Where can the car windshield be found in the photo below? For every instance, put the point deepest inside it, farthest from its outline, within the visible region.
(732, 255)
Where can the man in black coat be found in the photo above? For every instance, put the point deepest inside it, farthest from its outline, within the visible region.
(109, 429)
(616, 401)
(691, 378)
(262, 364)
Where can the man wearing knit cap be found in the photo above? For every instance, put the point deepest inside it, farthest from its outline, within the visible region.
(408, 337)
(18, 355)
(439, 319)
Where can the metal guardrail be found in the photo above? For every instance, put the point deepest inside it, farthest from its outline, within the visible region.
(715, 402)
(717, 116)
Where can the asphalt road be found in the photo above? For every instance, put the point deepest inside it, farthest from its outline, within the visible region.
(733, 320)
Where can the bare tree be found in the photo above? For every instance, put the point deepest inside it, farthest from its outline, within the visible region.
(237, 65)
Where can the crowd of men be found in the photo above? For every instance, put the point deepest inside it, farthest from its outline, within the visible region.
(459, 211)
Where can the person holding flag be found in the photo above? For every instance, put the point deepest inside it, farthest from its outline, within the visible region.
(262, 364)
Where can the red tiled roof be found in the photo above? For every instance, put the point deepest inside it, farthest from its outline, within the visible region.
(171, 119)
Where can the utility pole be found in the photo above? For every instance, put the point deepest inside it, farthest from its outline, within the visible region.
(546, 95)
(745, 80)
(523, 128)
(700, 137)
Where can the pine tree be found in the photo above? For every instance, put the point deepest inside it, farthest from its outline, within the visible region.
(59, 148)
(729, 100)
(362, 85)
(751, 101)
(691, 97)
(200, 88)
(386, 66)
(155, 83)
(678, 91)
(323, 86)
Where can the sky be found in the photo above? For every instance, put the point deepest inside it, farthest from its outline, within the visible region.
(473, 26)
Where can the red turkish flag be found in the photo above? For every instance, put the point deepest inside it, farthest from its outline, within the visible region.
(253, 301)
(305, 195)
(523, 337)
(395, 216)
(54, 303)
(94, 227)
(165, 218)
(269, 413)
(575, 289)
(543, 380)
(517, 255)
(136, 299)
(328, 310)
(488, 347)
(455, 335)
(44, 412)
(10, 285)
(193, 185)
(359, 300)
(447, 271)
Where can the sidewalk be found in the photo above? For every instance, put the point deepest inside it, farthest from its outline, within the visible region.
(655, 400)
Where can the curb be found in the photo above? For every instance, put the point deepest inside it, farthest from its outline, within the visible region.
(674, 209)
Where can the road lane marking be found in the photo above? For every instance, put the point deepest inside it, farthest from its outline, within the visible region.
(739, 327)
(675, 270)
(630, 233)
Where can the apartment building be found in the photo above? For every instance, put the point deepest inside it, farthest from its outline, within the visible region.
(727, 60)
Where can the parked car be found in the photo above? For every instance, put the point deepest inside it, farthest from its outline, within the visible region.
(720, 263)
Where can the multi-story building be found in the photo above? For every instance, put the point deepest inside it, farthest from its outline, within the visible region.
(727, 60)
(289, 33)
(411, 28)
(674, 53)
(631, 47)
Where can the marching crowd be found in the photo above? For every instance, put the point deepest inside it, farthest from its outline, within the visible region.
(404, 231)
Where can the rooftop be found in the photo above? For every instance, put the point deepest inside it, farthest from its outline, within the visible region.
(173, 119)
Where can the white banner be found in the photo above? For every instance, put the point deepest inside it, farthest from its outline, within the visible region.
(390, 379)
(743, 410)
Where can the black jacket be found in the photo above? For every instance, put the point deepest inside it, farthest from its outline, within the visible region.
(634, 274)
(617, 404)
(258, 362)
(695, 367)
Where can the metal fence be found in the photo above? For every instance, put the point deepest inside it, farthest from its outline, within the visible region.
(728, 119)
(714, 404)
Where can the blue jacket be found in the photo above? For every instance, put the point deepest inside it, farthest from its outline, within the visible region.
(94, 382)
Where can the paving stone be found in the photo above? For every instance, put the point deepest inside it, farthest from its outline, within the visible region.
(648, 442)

========================================

Exercise prompt. Format the rows from the line containing "Where can the blue" through the last line of the rows as a JSON list of strings, with one string per line and blank lines omitted.

Output of the exercise.
[
  "Where can the blue jacket be found in the photo above? For every instance, put the point deepest inside it, farthest from its outline, within the visible region.",
  "(94, 382)",
  "Where can the paving stone be found in the photo above? For every instance, put the point deepest inside it, farthest from its outline, within the visible region.",
  "(648, 442)"
]